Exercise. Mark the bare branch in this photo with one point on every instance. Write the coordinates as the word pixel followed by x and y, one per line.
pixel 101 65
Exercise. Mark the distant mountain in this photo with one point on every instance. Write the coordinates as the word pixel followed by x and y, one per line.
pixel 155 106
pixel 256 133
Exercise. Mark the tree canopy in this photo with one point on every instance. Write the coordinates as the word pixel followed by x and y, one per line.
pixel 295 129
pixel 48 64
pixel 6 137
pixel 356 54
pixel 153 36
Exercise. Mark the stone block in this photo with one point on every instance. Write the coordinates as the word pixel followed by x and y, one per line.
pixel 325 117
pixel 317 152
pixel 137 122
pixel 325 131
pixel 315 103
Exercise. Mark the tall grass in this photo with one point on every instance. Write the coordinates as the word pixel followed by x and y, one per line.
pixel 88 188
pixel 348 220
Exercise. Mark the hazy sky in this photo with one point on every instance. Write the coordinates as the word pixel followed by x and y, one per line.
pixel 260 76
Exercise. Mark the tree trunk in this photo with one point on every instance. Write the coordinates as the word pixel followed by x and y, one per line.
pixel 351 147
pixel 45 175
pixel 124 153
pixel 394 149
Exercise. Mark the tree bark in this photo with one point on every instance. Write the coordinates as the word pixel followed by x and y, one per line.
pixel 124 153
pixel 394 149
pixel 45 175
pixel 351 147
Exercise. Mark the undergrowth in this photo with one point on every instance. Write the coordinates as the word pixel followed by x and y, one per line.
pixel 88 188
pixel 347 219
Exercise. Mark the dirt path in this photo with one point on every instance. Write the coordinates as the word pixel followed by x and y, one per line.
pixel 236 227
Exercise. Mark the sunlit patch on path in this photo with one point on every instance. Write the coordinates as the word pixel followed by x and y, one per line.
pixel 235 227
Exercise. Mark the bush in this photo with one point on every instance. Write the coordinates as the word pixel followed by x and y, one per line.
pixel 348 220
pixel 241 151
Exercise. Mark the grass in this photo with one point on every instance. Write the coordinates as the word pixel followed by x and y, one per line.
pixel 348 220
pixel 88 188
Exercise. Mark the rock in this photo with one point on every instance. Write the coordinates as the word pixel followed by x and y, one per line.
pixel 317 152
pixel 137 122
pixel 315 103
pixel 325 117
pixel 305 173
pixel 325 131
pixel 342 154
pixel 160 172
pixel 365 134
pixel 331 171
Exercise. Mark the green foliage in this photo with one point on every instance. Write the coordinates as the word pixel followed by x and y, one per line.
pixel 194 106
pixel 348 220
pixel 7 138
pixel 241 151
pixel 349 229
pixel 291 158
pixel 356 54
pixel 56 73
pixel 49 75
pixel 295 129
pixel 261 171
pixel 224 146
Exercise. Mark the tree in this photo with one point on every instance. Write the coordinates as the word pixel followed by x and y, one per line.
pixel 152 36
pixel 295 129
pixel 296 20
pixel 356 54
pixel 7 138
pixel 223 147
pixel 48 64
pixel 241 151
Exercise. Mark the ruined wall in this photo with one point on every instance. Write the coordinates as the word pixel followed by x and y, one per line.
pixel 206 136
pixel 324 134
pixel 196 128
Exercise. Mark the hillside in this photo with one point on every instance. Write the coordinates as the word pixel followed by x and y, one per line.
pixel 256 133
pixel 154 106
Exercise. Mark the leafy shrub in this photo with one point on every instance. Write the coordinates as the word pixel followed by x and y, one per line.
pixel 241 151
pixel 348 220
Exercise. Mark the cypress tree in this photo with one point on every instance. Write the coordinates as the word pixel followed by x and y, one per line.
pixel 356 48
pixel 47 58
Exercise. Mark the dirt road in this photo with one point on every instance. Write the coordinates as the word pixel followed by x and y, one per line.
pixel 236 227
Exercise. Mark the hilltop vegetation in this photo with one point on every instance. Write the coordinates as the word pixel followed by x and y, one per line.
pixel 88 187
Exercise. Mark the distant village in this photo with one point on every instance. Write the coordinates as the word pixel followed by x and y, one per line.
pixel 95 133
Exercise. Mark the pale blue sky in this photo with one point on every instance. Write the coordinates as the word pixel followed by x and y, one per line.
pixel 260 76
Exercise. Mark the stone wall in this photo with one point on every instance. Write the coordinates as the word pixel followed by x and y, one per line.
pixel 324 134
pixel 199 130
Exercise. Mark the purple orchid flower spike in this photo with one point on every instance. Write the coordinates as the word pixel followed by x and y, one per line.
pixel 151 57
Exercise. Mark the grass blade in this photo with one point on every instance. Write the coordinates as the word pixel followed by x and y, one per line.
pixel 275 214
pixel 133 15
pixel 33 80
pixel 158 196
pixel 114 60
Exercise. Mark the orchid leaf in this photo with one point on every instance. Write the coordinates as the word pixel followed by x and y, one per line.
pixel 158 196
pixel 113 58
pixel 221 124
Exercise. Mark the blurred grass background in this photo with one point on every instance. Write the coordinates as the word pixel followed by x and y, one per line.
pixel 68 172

###

(YOUR INSTRUCTIONS): Everything in the listing above should be restated exactly.

(RESPONSE TO THIS TASK):
Exercise. Mark the bare branch in this photo with one point on every instance. Write the coordinates as the word pixel followed by x and y, one per line.
pixel 101 65
Exercise. Mark the distant mountain in this photo with one point on every instance. Write the coordinates as the word pixel followed by x and y, one per line.
pixel 155 106
pixel 256 133
Exercise. Mark the tree canopy in this photo with one point on every instance. Write the coordinates as the word pixel followed by x and y, one per line.
pixel 295 129
pixel 48 64
pixel 6 137
pixel 356 54
pixel 153 36
Exercise. Mark the stone block in this photo with one point on every instance. Write the coordinates as the word pixel followed by x and y, one per line.
pixel 325 117
pixel 317 152
pixel 137 122
pixel 325 131
pixel 315 103
Exercise. Mark the tall grass in this photo with one point on every instance. Write the coordinates as the word pixel followed by x and y, one per line.
pixel 88 188
pixel 348 220
Exercise. Mark the hazy sky in this photo with one point on every instance. Write the coordinates as the word pixel followed by x and y, one per line.
pixel 260 76
Exercise. Mark the tree trunk in this photo with one point on every instance. Write the coordinates as the word pixel followed by x and y, one per line.
pixel 351 147
pixel 45 175
pixel 124 153
pixel 394 149
Exercise. Mark the tree bark in this photo with one point on every instance. Write the coordinates as the word pixel followed by x and y, one per line.
pixel 124 153
pixel 394 149
pixel 45 175
pixel 351 147
Exercise. Mark the undergrowth in this photo with one point on every instance. Write the coordinates as the word pixel followed by x and y, one per line.
pixel 88 188
pixel 347 219
Exercise. Mark the dirt path in this photo with one point on every instance. Write the coordinates as the word pixel followed by x and y, one per line.
pixel 236 227
Exercise. Mark the sunlit patch on path in this photo with one point on every instance. Write the coordinates as the word pixel followed by x and y, one per line.
pixel 235 227
Exercise. Mark the bush in this photo with one point on every instance. Write the coordinates as the word pixel followed by x and y, one per line.
pixel 348 220
pixel 241 151
Exercise. Mark the grass in this photo with one point on every instance. Write the coordinates as the word pixel followed by x and y, one per line.
pixel 348 220
pixel 88 188
Exercise. Mark the rock in this photo with one point on every instance. Write the coordinates as the word pixel followed by x and y, one per line.
pixel 317 152
pixel 137 122
pixel 315 103
pixel 325 117
pixel 305 173
pixel 325 131
pixel 342 154
pixel 160 172
pixel 365 134
pixel 331 171
Exercise. Mark the green foliage in this photo with one point on every instance. Write the coordinates as the word pixel followed by x and y, one per line.
pixel 194 106
pixel 348 220
pixel 7 138
pixel 241 151
pixel 349 229
pixel 291 158
pixel 356 54
pixel 56 73
pixel 49 75
pixel 295 129
pixel 261 171
pixel 224 146
Exercise. Mark the tree in this photo with one point on every instance. Write the coordinates as the word pixel followed by x and y, one per line.
pixel 152 36
pixel 295 129
pixel 296 20
pixel 356 54
pixel 7 138
pixel 223 147
pixel 48 64
pixel 241 151
Exercise. Mark the ruined wall in this photo with one point on every instance. Write the coordinates as the word pixel followed by x and y, one per line.
pixel 206 136
pixel 324 134
pixel 196 128
Exercise. Mark the hillside in this photo with one point on every instance. Write the coordinates as the word pixel followed by x and y, one per line.
pixel 256 133
pixel 154 106
Exercise. Mark the leafy shrub in this photo with one point on every instance. Write the coordinates as the word pixel followed by x and y, one per line.
pixel 241 151
pixel 348 220
Exercise. Mark the cypress tree in this photo with one point on every instance. Write the coordinates as the word pixel followed by x and y, one per line.
pixel 356 48
pixel 47 58
Exercise. Mark the dirt road in this photo with one point on every instance. Write the coordinates as the word pixel followed by x and y, one per line.
pixel 236 227
Exercise. Mark the hilltop vegetation in this photo with one point on every instance. Write the coordinates as the word pixel followed by x and y, one per line.
pixel 88 187
Exercise. Mark the distant village in this photo with one point on every instance. Write the coordinates as the word pixel followed by x and y, one per line.
pixel 95 133
Exercise. Mark the pale blue sky in this photo with one point on every instance. Write the coordinates as the word pixel followed by x and y, one per line.
pixel 260 76
Exercise. Mark the stone wall in this photo with one point on every instance. Write the coordinates as the word pixel followed by x and y, one per line.
pixel 324 134
pixel 199 130
Exercise. Mark the purple orchid flower spike in this photo with one point on every instance. Write the coordinates as the word pixel followed by x and y, one per line.
pixel 151 57
Exercise. Mark the grass blade in this photo with one point on every instance. Write the coordinates as the word pixel followed by x and y, one per line.
pixel 275 214
pixel 133 15
pixel 33 80
pixel 158 196
pixel 114 60
Exercise. Mark the orchid leaf in this photo with one point on every instance. Write the coordinates as the word pixel followed by x and y, one per line.
pixel 158 196
pixel 113 58
pixel 221 124
Exercise. Mark the blurred grass background in this photo with one point on every instance. Write the coordinates as the word pixel followed by x and y, one per line.
pixel 68 172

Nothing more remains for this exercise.